## Do this
Can you present the lines below as a numbered list, skipping any blank ones and leaving out the picture?

## Provided records
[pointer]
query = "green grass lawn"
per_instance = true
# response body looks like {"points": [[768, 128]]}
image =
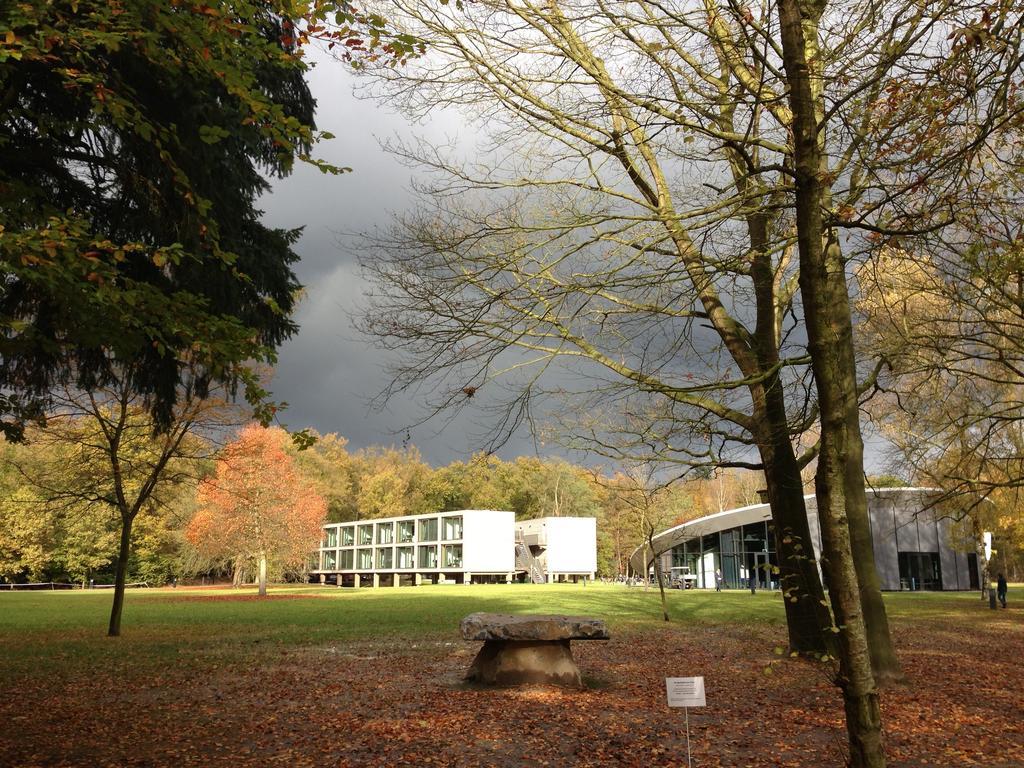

## Output below
1. [pointer]
2. query = "green grass lawn"
3. per_instance = true
4. # response body looks like {"points": [[768, 128]]}
5. image =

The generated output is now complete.